Hands-on: Run a simple single-GPU PyTorch AI training job¶
Exercises on the course GitHub.
Q&A¶
-
I get this:
srun: fatal: SLURM_MEM_PER_CPU, SLURM_MEM_PER_GPU, and SLURM_MEM_PER_NODE are mutually exclusive.
- It is exactly what this said: You cannot combine different ways of requesting memory in a single job. You should make a choice between
--mem-per-cpu
,--mem-per-gpu
or--mem
.
I follow exactly the solution which is --mem-per-gpu.
- Are you launching the job from a Login node shell? If you launch from a Compute node shell it might already have some Slurm settings activated.
- I'm running from vscode terminal.
- It is exactly what this said: You cannot combine different ways of requesting memory in a single job. You should make a choice between
-
Would
--cpus-per-gpu=7
also work when allocating on LUMI-G, instead of--cpus-per-task=7 * ngpus
?-
If you mean as an alternative to
--cpus-per-task
, then probably, although I haven't tested it. -
The
srun
manual is a bit confusing, I'd avoid it as it implies another option which is only for job steps. Or at least check carefully t first time you use it with techniques we will see later today that you don't get more GPUs in your job allocation than you expected.Slurm can sometimes show very unexpected behaviour with some options. They may also conflict with standard options set for some partitions.
-
-
If we used
sbatch run.sh
, why do we use srun within it? Is there any advantage of it?-
sbatch
only creates a job allocation. Work in Slurm is usually done injob steps
, and they are created withsrun
. Some options that you specify withsbatch
only take effect in regular job steps created withsrun
.Well, I am oversimplifying, as
sbatch
does create a special job step, called the "batch job step". But that one only has resources on the first node. It basically gets all resources requested on the first node of the job. Settings like--hint=nomultithread
(which is actually a default on LUMI) also have no effect in the batch job step.In a single-node job
srun
may not seem useful, but it actually is if you start a multi-process job. Moreover,srun
is the only way to get access to other nodes of the job apart from the one on which the batch job step runs. You will see examples later in this course.
-

• **RECORDS**:
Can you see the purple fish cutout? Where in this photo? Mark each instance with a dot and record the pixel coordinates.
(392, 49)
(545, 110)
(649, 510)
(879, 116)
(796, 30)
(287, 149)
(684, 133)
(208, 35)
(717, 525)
---
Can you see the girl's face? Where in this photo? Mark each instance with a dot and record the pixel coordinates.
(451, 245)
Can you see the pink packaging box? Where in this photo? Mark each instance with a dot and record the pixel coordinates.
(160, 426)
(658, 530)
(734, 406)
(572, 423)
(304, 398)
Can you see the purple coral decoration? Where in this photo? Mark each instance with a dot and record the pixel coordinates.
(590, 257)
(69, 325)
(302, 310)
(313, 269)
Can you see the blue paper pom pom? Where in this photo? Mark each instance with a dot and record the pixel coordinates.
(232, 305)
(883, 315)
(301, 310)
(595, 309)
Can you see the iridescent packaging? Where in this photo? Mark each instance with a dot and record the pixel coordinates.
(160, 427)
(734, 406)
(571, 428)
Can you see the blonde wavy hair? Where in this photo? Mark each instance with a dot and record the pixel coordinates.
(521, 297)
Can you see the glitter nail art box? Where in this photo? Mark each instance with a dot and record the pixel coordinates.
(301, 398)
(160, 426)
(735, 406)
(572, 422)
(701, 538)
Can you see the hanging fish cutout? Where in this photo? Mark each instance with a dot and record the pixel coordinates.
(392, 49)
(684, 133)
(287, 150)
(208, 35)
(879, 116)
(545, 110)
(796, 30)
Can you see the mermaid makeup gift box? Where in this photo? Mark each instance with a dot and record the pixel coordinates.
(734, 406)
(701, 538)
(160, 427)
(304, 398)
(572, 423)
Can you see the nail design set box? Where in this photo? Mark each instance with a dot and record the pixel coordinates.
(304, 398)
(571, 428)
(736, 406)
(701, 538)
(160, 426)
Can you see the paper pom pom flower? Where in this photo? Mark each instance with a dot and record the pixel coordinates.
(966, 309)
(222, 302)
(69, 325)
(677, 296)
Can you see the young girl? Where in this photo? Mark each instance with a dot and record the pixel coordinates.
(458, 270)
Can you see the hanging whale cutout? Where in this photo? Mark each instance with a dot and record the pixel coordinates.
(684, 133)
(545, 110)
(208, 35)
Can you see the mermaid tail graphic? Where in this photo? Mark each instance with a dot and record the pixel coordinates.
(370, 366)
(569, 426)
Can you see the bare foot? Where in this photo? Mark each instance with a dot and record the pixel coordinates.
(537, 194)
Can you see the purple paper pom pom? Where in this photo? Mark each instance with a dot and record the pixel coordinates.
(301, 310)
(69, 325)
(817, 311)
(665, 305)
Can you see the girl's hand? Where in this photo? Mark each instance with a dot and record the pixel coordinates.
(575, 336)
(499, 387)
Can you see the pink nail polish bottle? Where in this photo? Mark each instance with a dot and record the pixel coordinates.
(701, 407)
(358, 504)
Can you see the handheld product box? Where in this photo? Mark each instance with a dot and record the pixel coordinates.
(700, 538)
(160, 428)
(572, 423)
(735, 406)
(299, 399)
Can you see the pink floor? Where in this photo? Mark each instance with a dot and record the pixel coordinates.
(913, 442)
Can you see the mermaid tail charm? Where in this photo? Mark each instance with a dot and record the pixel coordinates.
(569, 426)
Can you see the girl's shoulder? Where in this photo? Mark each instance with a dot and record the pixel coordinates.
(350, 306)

• **WHAT TO WORK ON**:
Which setting does the Slurm Q&A thread describe as a default on LUMI? The data has no role in this exercise.

• **ANSWER TO THE PROBLEM**:
The setting --hint=nomultithread is a default on LUMI.